**What the exercise asks**.
Once the pictures are removed, return each record below exactly as written.

**Data records**.
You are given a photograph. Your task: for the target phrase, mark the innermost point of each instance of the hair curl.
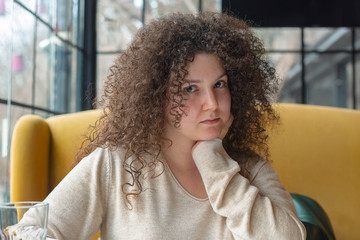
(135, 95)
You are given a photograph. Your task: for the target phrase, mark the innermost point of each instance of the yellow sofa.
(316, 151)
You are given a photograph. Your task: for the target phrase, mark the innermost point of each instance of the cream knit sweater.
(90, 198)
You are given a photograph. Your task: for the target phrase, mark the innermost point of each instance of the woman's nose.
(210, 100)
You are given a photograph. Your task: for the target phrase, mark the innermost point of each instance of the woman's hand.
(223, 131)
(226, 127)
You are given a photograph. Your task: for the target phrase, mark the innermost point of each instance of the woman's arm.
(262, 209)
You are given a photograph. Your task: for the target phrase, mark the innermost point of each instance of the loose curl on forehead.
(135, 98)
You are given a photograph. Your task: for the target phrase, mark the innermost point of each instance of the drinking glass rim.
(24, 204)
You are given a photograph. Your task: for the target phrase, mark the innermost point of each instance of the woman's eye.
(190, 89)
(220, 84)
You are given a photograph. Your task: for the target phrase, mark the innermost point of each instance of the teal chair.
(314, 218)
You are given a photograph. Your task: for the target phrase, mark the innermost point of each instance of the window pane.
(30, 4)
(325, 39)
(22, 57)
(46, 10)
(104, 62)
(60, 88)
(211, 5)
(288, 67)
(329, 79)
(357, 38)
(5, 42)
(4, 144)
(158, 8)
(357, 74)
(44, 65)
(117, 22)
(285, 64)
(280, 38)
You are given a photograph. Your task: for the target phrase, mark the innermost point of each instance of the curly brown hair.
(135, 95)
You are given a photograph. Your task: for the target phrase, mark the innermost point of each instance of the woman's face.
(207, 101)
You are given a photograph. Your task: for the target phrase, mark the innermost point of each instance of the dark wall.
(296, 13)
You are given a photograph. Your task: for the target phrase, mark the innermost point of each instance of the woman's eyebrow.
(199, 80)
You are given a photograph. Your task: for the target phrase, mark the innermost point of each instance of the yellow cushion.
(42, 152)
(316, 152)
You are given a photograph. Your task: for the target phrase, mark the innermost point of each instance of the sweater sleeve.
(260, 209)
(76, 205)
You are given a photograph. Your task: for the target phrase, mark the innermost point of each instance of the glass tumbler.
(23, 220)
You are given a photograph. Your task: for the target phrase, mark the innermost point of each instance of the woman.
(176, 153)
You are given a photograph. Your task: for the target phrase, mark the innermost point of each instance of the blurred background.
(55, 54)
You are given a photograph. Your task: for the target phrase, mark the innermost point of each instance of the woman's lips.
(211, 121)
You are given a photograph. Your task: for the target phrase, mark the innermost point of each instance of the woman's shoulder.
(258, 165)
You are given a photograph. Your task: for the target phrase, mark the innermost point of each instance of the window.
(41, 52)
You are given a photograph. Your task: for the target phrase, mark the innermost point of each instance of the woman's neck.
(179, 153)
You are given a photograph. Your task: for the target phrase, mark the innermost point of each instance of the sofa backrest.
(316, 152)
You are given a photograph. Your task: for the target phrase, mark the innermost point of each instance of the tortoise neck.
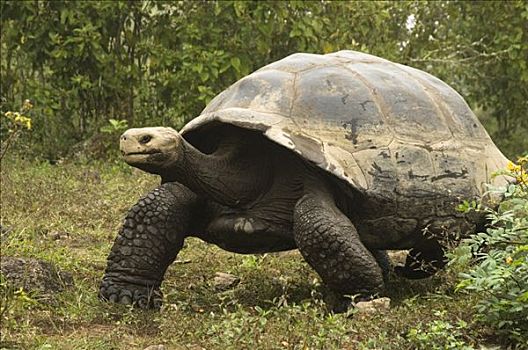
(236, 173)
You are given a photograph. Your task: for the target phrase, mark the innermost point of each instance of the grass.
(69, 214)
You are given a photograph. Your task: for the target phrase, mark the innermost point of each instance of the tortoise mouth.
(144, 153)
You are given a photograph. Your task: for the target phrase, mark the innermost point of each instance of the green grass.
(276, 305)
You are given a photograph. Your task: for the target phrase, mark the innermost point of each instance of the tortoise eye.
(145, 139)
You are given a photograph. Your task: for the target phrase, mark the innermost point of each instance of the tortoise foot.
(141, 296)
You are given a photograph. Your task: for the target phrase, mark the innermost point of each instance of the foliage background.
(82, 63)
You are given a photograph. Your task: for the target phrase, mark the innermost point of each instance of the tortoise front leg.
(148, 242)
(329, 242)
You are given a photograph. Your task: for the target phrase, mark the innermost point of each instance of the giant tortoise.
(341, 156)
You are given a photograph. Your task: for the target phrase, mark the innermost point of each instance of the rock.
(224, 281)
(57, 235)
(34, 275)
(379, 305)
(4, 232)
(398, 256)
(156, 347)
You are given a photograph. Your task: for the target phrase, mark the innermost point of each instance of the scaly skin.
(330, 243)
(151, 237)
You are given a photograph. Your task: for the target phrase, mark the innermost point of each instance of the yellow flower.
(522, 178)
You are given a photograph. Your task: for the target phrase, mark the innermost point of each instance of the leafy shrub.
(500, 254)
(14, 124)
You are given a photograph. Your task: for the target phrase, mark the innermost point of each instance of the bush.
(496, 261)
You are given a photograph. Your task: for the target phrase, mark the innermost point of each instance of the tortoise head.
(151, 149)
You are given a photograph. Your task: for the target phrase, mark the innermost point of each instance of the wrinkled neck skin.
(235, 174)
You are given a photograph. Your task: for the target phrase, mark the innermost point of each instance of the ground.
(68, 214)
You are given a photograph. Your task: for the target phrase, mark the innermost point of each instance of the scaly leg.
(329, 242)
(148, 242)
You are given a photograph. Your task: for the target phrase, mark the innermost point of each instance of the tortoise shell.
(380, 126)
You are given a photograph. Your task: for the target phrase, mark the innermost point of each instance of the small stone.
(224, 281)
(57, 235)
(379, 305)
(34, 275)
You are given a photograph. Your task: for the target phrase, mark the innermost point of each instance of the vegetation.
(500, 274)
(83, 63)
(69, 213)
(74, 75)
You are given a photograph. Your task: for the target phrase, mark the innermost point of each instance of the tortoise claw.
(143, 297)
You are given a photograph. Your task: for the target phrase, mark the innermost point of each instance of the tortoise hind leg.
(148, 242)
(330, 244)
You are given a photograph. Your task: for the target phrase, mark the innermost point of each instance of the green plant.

**Output of the task**.
You are given a photograph. Your task: for the target phrase, mark the innermost point of each instance of the hair curl.
(135, 95)
You are given a photograph. Your task: for the target phrase, mark the innermost point of each instance of the yellow sofa.
(316, 151)
You are given a photograph. Your task: for the target phrase, mark the innermost point of each instance of the cream knit sweater.
(90, 198)
You are given a photograph. Your task: for the target phrase, mark the innermost point of each instance of the woman's nose.
(210, 100)
You are given a photograph. Your task: for the target phrase, mark the innermost point of each instance of the woman's hand.
(223, 131)
(226, 127)
You are given a photograph. Your task: for the target phrase, mark the innermost point of each instance of the woman's arm.
(262, 209)
You are given a photograph. Your task: for the target phrase, mark the innermost point of each instance of the loose curl on forehead.
(135, 98)
You are given a photograph. Your task: for the target phrase, mark the innermost point of each instance of the drinking glass rim.
(24, 204)
You are given a photograph. Your task: for the target phrase, mark the innermost point of each instance of the woman's eye.
(190, 89)
(220, 84)
You are given a photograph. Your task: for the target phrase, mark the innermost point of each instance of the teal chair.
(314, 218)
You are given a photograph. Your task: for the target phrase, mark the innermost point of each instance of the window pane.
(30, 4)
(325, 39)
(22, 57)
(46, 10)
(104, 62)
(60, 88)
(211, 5)
(288, 67)
(329, 79)
(357, 38)
(5, 42)
(4, 144)
(158, 8)
(357, 74)
(44, 65)
(117, 22)
(285, 64)
(280, 38)
You are given a photograph. Your task: for the target phrase, mark the innermost point of each instance of the curly brown hair.
(135, 95)
You are given a photograph. Your task: for the target phrase, mark the innermost point of each instance of the woman's face.
(207, 101)
You are given a photograph. Your task: for the target phrase, mark the innermost point of each instance of the dark wall.
(296, 13)
You are given a photograph. Your task: for the target phrase, mark the innermost point of each instance of the woman's eyebrow.
(199, 80)
You are given a photograph. Your task: for the target phrase, mark the innermost point of each instance of the yellow cushion.
(42, 152)
(316, 152)
You are given a photograph. Your task: for the target phrase, mark the innermost point of each instance of the sweater sleeve.
(260, 209)
(76, 205)
You are given a photograph. Your task: for the target phrase, mark the innermost point of each instance of the glass tumbler.
(23, 220)
You are given a photograph. Your task: for the target phrase, mark the innermost point of each instance of the woman.
(176, 153)
You are given a photograph. Your task: for the target phrase, mark the innermost point of each instance of the blurred background.
(55, 54)
You are given a photograph. Your task: for the target phrase, mark the innermost point of each instance of the woman's lips.
(211, 121)
You are given a photograph. Your task: for the target phrase, mark the innermost point of each instance of the woman's shoulder.
(258, 165)
You are given a photograph. Your task: for the target phrase, mark the innermost point of each instance of the window.
(41, 52)
You are given a photograph. Your task: for the target phrase, mark the innermost point of each instance of the woman's neck.
(179, 153)
You are given a photograph. Your task: for the target phrase, mark the innermost point of each instance of the sofa backrest.
(316, 152)
You are given a photograph. Your task: for the target phrase, mark the innermost point of each instance of the tortoise neck.
(236, 173)
You are given a photograph. Your task: for the target phrase, mark the innermost point of each instance of the grass.
(69, 214)
You are given a photograph. Your task: for the target phrase, mark the innermost point of each instance of the tortoise mouth.
(144, 153)
You are given a photograph. Your task: for the target phrase, mark the innermost point of each instance of the green grass.
(276, 305)
You are given a photograph. Your task: for the target phrase, mark the innermost point of each instance of the tortoise eye.
(145, 139)
You are given a photograph. Your task: for the target phrase, mark the innermost point of each instance of the tortoise foot.
(141, 296)
You are given a photograph. Your task: for the target phrase, mark the innermost point of each instance of the foliage background.
(82, 63)
You are given a photograph. Your task: for the target phrase, mark the innermost point of each instance of the tortoise front leg.
(148, 242)
(329, 242)
You are given a photograph. Your task: for the target phrase, mark the innermost point of each instance of the giant tortoise.
(341, 156)
You are given a photograph. Your task: for the target phrase, mark the innermost point of each instance of the rock.
(224, 281)
(57, 235)
(34, 275)
(379, 305)
(4, 232)
(398, 256)
(156, 347)
You are given a photograph. Your task: for the target phrase, mark the innermost point of each instance of the scaly skin.
(330, 243)
(151, 237)
You are given a photograph. Your task: for the target phrase, mark the innermost point of each instance of the yellow flower.
(522, 178)
You are given a photograph. Your task: for the target phrase, mark the innermost point of each instance of the leafy shrub.
(500, 254)
(14, 124)
You are given a photograph. Your task: for the target phrase, mark the innermost point of each instance of the bush.
(496, 261)
You are given a photograph. Your task: for the target phrase, mark the innermost point of each instance of the tortoise head.
(151, 149)
You are given a photograph. Your task: for the target phrase, mark the innermost point of each instance of the wrinkled neck skin.
(235, 174)
You are given a photograph. Your task: for the target phrase, mark the innermost point of each instance of the ground.
(68, 214)
You are given a photograph. Your task: for the target phrase, mark the innermost point of each instance of the scaly leg.
(329, 242)
(148, 242)
You are given a photograph. Your task: for the target phrase, mark the innermost point of each instance of the tortoise shell.
(380, 126)
You are given a photograph. Your task: for the target phrase, mark the innermost point of each instance of the small stone.
(224, 281)
(57, 235)
(379, 305)
(34, 275)
You are given a photograph. Your task: for the target phrase, mark the innermost point of each instance of the vegetation.
(500, 274)
(83, 63)
(69, 213)
(74, 75)
You are given a photograph. Your task: for the target phrase, mark the innermost point of each instance of the tortoise claw.
(143, 297)
You are given a photograph. Your task: for the target phrase, mark the innermost point of each instance of the tortoise hind leg.
(148, 242)
(330, 244)
You are given a photograph. Your task: for the target phrase, mark the innermost point of each instance of the green plant.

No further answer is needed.